── Extract ──
The video is shown at 4x its normal speed : after a period of initial struggle, control mice demonstrate intervals of immobile behavior, reflecting reluctance to maintain active escape-oriented behavior.

The tail suspension test (TST) is an experimental method used in scientific research to measure stress in rodents. It is based on the observation that if a mouse is subjected to short term inescapable stress then the mouse will become immobile. It is used to measure the effectiveness of antidepressant-like agents but there is significant controversy over its interpretation and usefulness.

== History ==
The TST was introduced in 1985 due to the popularity of a similar test called the forced swim test (FST). However this test only recently became popular in the 2000s where data has shown that animals do show a change in behavior when injected with antidepressants. TST is more reliable when done in conjunction with other depression models such as FST, learned helplessness, anhedonia models, and olfactory bulbectomy.

== Modeling depression==
Depression is a complex multi-faceted disorder with symptoms that can have multiple causes such as psychological, behavioral, and genetics. Since there are so many variables it is hard to model in a lab setting. Patients with depression do not always show the same set of symptoms and often present with co-occurring psychiatric conditions.

A major difficulty in modeling depression is that psychiatrists who clinically diagnose depression follow the Diagnostic and Statistical Manual (DSM IV) of the American Psychiatric Association, which involves self-reporting from patients on how they feel. Since animals cannot explain to us how they feel, animals cannot be diagnosed as clinically depressed. While there are theories that animals can experience a condition similar to depression, it is important to keep in mind that depression is, by definition, a human disease. Human and animal brains are considerably different, and care must be taken when interpreting animal behavior and assigning emotional states to various behaviors.

However, there are discrete elements of depression that can be modeled in a lab setting. Stress induced immobilization is a behavior that can be useful in modelling aspects of depression. If a rodent is subjected to the short term inescapable stress of being suspended in the air it will develop an immobile posture. Immobility in the TST can be interpreted as the animal ceasing to put in the effort to try to escape. This is often interpreted as behavioral despair, and could be considered a model of the hopelessness and despair experienced by those with depression.

The main strength of the tail suspension test is its predictive validity– performance on the test can be altered by drugs that improve depressive symptoms in people. Specifically, if antidepressant agents are administered before the test, the animal will struggle for a longer period of time than if not and exhibit more escape behaviors. Thus, it is widely used for assessing the antidepressant effects of new pharmacological compounds.
───
── Input data ──
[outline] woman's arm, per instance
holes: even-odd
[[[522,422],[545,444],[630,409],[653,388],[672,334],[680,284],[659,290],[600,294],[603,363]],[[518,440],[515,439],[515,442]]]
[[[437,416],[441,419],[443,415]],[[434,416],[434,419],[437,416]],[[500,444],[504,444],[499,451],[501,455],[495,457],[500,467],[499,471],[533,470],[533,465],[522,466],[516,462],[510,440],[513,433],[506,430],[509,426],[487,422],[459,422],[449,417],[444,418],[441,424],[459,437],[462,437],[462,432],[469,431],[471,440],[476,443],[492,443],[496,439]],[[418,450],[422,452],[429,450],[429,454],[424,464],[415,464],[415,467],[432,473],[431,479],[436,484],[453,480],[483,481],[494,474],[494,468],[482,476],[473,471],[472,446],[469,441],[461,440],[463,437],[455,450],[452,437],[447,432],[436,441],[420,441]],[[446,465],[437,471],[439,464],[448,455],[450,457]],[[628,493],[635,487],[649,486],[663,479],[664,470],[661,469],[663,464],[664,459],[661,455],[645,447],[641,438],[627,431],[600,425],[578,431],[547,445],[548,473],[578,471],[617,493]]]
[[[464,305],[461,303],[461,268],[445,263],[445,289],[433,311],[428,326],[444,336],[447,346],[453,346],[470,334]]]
───
*Exercises*
**1)** Based on the tail suspension test text, say whether each statement agrees with it. Answer yes or no for each, and quote the deciding words. (a) The TST was introduced in 1985. (b) Animals can be diagnosed as clinically depressed. (c) Animals given antidepressants before the test struggle for a shorter time than animals that were not.
**2)** Extend the tail suspension test text beyond its final sentence.

*Results*
**1)**
(a) Yes: "The TST was introduced in 1985"
(b) No: "animals cannot be diagnosed as clinically depressed"
(c) No: "the animal will struggle for a longer period of time than if not"

**2)**
== Procedure ==
The animal is hung from a tube by its tail for five minutes approximately 10 cm away from the ground. During this time the animal will try to escape and reach for the ground. The time it takes until it remains immobile is measured. Each animal is tested only once and out of view from the other animals. Within the study there should be two sets of rats, one group which is the control which has been injected with saline and the group being tested which has been injected with the antidepressant-like agents.

==Controversy==
There are mixed opinions about the TST. A common criticism is that it can be weeks before a noticeable effect is observed in patients who take antidepressants regularly, however the TST only measures one acute antidepressant dose for 5–6 minutes.

The TST has predictive reliability for known antidepressant agents. However, when testing drugs of unknown mechanisms, the prediction rate is unclear. While the TST detects NK1 receptor antagonists, which have known antidepressant action, it doesn't detect CRF1 receptor antagonists which also have antidepressant functions.

Some consider the TST to be a test of antidepressant function, rather than a model of depression itself. This is largely because the test measures behavioral response to a short-term stressor, whereas human depression is a long-term condition.

==Difference from the forced swim test==
TST is more sensitive to antidepressant agents than the FST because the animal will remain immobile longer in the TST than the FST. The FST is not as reliable as the TST because the immobility in the animal could be due to the shock of being dropped in water. This also risks hypothermia. While the mechanisms through which the TST and FST produce stress are unknown it is clear that while overlapping the tests produce immobility through stress differently.

==See also==
- Animal models of depression
- Behavioural despair test
- Learned helplessness
- Open field (animal test)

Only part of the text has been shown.